_The request_.
Copy every line of the listing from the line containing "In this photo, each instance of the tan" through the end of the listing, both included. Rescale each coordinate in the answers by multiplying it by 2.1 and rounding to a whole number, with halves rounded up, and leave all other lines unchanged.

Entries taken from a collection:
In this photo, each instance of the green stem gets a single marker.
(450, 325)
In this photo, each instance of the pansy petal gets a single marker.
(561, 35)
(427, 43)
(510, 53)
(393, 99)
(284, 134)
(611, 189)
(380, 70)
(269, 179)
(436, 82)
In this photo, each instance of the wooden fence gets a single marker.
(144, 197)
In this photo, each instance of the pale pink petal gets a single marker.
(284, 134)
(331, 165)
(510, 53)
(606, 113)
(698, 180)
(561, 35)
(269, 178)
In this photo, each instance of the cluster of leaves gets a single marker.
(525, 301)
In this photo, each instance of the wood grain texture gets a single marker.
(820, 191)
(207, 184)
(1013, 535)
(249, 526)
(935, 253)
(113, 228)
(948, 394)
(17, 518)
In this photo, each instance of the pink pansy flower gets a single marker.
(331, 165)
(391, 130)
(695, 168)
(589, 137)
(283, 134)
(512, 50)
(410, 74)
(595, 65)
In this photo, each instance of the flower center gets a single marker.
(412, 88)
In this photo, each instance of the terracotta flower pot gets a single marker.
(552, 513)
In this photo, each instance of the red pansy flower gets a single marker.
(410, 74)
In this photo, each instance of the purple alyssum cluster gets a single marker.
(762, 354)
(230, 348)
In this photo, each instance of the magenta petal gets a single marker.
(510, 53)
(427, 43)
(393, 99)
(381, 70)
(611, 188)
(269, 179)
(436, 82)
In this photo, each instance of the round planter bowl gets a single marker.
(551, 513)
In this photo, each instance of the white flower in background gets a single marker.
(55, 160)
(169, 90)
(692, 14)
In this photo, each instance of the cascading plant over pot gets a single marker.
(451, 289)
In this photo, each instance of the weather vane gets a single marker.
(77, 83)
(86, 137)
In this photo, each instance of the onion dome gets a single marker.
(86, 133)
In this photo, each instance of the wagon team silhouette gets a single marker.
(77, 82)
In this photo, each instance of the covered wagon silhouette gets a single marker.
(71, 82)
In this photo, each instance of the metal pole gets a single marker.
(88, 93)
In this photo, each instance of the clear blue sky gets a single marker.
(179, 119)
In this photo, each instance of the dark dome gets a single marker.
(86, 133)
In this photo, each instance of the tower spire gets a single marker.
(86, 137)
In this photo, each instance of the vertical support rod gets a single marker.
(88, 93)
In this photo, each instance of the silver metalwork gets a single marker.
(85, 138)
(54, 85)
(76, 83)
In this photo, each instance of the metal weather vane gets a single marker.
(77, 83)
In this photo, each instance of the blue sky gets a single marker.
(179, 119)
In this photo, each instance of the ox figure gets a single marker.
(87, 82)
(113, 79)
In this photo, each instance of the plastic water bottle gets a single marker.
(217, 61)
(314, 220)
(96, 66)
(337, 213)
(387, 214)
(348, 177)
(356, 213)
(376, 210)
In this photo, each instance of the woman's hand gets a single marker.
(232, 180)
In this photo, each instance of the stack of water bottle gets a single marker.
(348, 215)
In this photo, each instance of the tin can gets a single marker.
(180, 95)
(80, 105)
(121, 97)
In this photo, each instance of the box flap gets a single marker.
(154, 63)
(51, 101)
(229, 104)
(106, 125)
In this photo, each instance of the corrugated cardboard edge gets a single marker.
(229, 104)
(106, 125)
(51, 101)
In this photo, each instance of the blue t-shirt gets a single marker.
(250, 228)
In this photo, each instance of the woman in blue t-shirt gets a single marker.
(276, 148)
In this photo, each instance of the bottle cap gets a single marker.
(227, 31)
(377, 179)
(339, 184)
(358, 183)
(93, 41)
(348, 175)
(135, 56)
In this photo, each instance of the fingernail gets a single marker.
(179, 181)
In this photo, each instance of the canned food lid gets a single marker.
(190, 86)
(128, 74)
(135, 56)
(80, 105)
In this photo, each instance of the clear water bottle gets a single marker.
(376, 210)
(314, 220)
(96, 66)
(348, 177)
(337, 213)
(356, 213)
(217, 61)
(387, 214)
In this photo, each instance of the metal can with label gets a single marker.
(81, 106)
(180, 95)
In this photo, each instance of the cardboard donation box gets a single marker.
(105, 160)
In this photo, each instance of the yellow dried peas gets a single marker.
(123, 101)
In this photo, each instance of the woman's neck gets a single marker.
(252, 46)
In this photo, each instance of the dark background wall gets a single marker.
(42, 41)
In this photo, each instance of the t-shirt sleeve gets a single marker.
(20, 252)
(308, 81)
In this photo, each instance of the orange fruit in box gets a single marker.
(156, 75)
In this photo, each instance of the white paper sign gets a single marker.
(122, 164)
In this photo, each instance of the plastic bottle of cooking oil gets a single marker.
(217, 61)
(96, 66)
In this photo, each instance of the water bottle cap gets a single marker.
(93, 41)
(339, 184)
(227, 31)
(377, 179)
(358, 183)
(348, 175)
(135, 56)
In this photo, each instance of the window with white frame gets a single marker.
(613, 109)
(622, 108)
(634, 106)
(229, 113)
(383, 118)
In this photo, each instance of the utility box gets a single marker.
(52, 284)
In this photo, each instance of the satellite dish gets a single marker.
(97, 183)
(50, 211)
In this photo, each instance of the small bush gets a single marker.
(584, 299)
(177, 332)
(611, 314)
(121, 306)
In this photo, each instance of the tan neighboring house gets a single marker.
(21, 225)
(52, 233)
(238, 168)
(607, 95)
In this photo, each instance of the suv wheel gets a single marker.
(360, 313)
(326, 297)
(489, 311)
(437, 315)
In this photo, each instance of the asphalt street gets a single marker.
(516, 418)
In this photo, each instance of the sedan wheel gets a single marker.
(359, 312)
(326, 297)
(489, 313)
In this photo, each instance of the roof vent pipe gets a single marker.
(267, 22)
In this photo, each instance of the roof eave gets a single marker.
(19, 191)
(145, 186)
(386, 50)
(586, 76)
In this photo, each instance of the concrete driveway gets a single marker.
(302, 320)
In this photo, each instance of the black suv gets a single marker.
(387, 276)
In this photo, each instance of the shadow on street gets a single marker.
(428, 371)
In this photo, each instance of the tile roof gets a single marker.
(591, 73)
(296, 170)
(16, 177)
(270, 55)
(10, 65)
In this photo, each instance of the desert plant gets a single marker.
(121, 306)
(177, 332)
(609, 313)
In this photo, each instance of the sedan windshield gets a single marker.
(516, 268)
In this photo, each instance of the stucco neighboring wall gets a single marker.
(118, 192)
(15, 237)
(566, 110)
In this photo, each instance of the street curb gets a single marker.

_Exercise solution_.
In this photo, each instance of the tan neighboring house gets a single marker.
(44, 473)
(109, 489)
(500, 353)
(1275, 200)
In this photo, each instance of the suv wheel gets a single marker.
(756, 657)
(685, 624)
(1027, 653)
(918, 662)
In this photo, each instance of the asphalt street gets a single marker.
(1084, 878)
In this photo, each instance of the sedan wheel gets a single marker.
(754, 655)
(685, 624)
(1027, 657)
In this photo, each instance of the roof vent pipe gets a single marker.
(561, 46)
In this photo, each instance of the roof eave gets a single marker.
(40, 401)
(305, 391)
(811, 105)
(1231, 160)
In this photo, each instance of the concrete driveway gets a single marker.
(634, 672)
In this photo, each instance of the black suv gets a single marker.
(813, 580)
In this photo, each instance of the shadow on street gets a single marker.
(899, 779)
In this photo, each instance of the tile roof gets a single marker.
(1241, 153)
(622, 357)
(34, 372)
(567, 116)
(21, 137)
In this photo, each instance of the desert plant gets a single marker.
(254, 643)
(372, 697)
(1279, 657)
In this photo, each instance of the sedan windshield gets a single marker.
(1084, 563)
In this photo, each instance of the stucco neighboring wall gets a single marker.
(248, 403)
(32, 498)
(1189, 231)
In this photo, each instance of the street curb gets a single marker.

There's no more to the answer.